Instrucciones:
Enumera todas las personas que el texto sobre la historia política venezolana menciona por su nombre.

Texto proporcionado:
↓

Según lo cuenta el agente importador germano Heinrich Rödhe en sus memorias publicadas bajo el título Los alemanes en el Táchira, Cipriano Castro y sus lugartenientes andinos salieron de Cúcuta camino de Caracas y solo se detuvieron en San Cristóbal a recargar víveres y darle descanso a las bestias. Ya en la capital, se quedaron 41 años en el poder.
Los jóvenes para entonces militantes de ARDI, la Agrupación Revolucionaria de Izquierda, antecedente de Acción Democrática, cuando regresan del exilio a Caracas llevan bajo el brazo el documento que fija como ruta política la conquista de elecciones universales y directas, el voto femenino, una reforma agraria y libertades democráticas plenas. En 1958 lo hacen realidad. En 1999 Chávez les pone kriptonita roja y comienza el retorno al militarismo.
Hay otras circunstancias que no debemos olvidar. La primera, que la del presente no es la primera gran migración masiva de venezolanos a Colombia. En 1929 miles de familias tachirenses buscaron refugio en el Norte de Santander huyendo de la furia represiva desatada por el general Eustoquio Gómez, presidente del estado y primo del dictador, luego de un atentado contra su vida.

↑

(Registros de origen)

↓

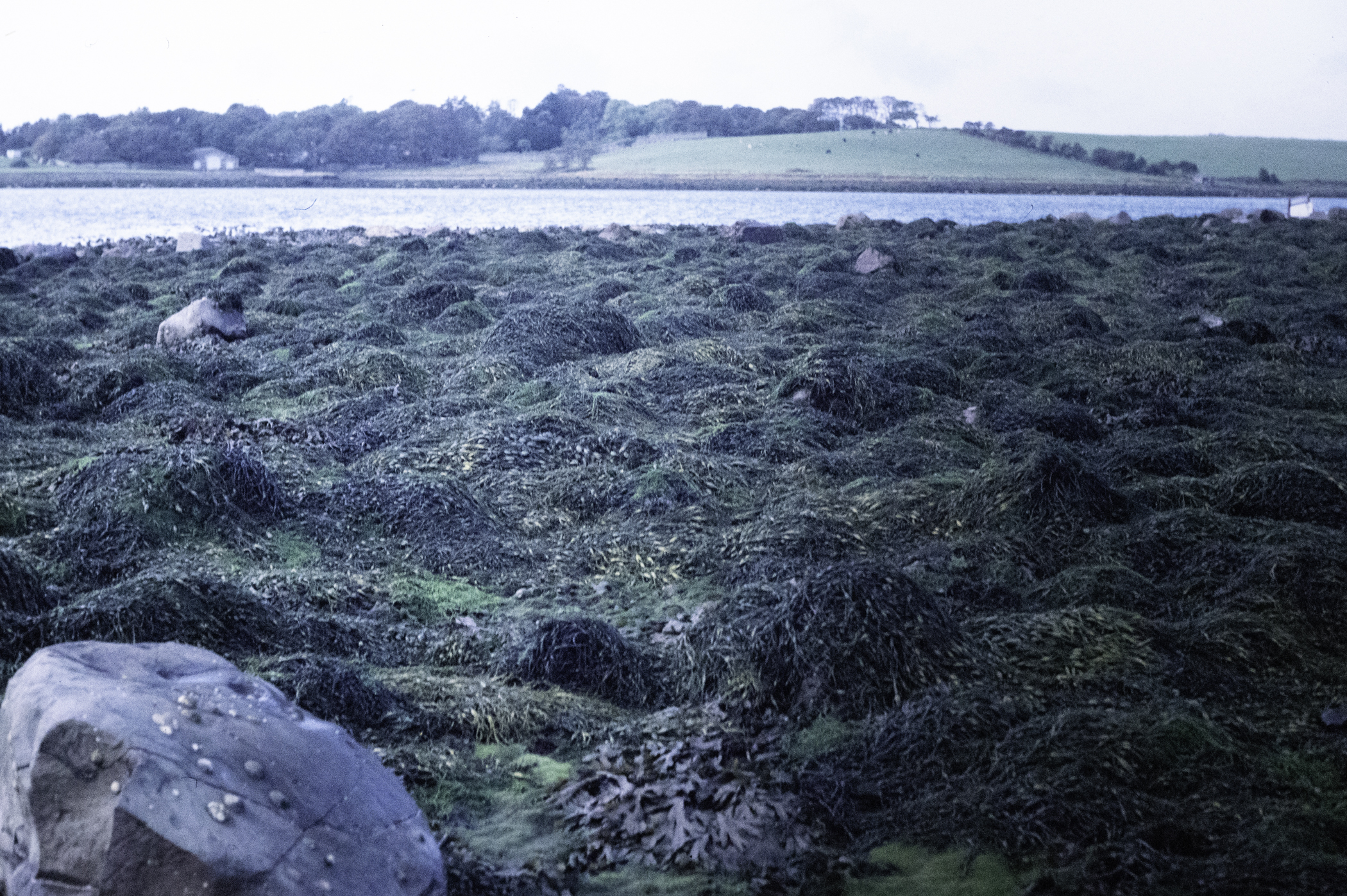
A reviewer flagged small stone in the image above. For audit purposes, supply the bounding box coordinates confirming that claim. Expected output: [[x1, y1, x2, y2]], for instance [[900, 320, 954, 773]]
[[856, 246, 893, 273]]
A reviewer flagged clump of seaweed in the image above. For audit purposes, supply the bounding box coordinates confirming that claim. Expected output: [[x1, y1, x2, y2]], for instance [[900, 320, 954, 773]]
[[552, 734, 809, 884], [44, 573, 284, 657], [482, 302, 641, 369], [251, 654, 409, 731], [514, 618, 650, 706], [688, 559, 960, 718], [776, 345, 924, 428], [0, 550, 55, 616], [0, 339, 55, 416]]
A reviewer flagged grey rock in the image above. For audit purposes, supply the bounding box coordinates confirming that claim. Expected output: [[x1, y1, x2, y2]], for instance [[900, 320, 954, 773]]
[[856, 246, 893, 273], [598, 224, 634, 242], [721, 221, 785, 245], [178, 233, 210, 252], [157, 296, 248, 348], [0, 641, 446, 896]]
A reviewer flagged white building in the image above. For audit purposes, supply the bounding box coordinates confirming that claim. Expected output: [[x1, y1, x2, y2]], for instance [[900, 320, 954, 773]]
[[191, 147, 239, 171]]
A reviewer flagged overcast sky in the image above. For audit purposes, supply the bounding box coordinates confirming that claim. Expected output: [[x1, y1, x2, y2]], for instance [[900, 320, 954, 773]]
[[0, 0, 1347, 140]]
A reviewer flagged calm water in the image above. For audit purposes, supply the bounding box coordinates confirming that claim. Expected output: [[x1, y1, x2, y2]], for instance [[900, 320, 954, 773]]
[[0, 187, 1347, 245]]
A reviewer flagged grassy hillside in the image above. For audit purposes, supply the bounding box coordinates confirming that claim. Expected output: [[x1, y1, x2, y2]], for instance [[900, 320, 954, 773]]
[[1035, 132, 1347, 182], [0, 128, 1347, 196], [593, 128, 1157, 183], [0, 212, 1347, 896]]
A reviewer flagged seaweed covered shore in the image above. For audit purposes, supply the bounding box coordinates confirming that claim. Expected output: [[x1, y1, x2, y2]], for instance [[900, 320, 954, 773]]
[[0, 216, 1347, 896]]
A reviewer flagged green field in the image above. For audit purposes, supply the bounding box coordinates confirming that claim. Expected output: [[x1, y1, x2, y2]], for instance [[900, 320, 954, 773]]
[[568, 130, 1165, 185], [10, 128, 1347, 196], [1029, 132, 1347, 181]]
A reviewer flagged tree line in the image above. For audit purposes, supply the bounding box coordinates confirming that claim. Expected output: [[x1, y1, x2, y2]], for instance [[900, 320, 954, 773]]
[[960, 121, 1198, 176], [0, 85, 939, 169]]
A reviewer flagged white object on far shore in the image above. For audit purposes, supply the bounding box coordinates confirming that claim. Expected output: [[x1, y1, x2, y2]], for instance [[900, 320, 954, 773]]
[[178, 232, 206, 252], [253, 169, 337, 178]]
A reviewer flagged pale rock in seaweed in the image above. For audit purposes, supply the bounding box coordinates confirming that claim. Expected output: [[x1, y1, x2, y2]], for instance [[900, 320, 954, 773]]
[[721, 221, 785, 245], [157, 296, 248, 348], [598, 224, 634, 242], [856, 246, 893, 273], [838, 212, 870, 230], [0, 641, 446, 896]]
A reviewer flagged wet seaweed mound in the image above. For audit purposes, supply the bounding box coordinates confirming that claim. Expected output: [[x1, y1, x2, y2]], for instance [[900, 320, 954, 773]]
[[482, 303, 641, 369], [0, 217, 1347, 896], [517, 618, 649, 706]]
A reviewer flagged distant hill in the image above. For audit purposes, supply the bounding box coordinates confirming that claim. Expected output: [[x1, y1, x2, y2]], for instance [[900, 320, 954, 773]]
[[593, 128, 1169, 185], [1025, 131, 1347, 182]]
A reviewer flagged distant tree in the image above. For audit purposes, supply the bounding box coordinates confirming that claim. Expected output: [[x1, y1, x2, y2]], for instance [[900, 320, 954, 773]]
[[103, 108, 197, 165], [480, 99, 527, 152], [809, 97, 847, 131], [598, 99, 654, 140], [32, 115, 86, 159], [879, 97, 917, 128], [201, 103, 271, 155], [318, 112, 391, 165], [59, 133, 117, 163], [519, 83, 607, 149]]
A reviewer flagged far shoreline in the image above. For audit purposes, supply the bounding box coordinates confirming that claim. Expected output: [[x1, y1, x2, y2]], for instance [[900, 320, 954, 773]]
[[0, 169, 1347, 198]]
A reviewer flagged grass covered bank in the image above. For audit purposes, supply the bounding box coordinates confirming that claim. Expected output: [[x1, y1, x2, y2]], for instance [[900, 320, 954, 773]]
[[10, 128, 1347, 197], [0, 217, 1347, 896]]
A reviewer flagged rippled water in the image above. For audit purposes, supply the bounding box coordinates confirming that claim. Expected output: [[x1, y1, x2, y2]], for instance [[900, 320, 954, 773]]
[[0, 187, 1347, 245]]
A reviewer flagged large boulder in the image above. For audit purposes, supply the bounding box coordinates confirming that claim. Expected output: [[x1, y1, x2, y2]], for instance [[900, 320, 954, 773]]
[[0, 641, 446, 896], [157, 295, 248, 348]]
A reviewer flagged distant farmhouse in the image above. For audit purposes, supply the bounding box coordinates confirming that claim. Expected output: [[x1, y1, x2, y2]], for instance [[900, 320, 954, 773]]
[[191, 147, 239, 171]]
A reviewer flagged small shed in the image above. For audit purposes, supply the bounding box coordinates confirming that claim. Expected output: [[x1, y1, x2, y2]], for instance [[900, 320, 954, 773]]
[[191, 147, 239, 171]]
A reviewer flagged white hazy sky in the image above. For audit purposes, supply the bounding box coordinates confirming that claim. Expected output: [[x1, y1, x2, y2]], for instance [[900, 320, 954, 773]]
[[0, 0, 1347, 140]]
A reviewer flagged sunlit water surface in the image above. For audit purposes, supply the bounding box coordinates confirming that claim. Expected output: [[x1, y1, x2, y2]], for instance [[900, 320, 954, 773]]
[[0, 187, 1347, 245]]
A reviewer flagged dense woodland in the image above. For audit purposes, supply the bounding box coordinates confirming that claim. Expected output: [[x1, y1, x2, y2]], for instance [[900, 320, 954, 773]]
[[0, 85, 915, 169]]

↑

Resultado esperado:
Heinrich Rödhe, Cipriano Castro, Chávez, Eustoquio Gómez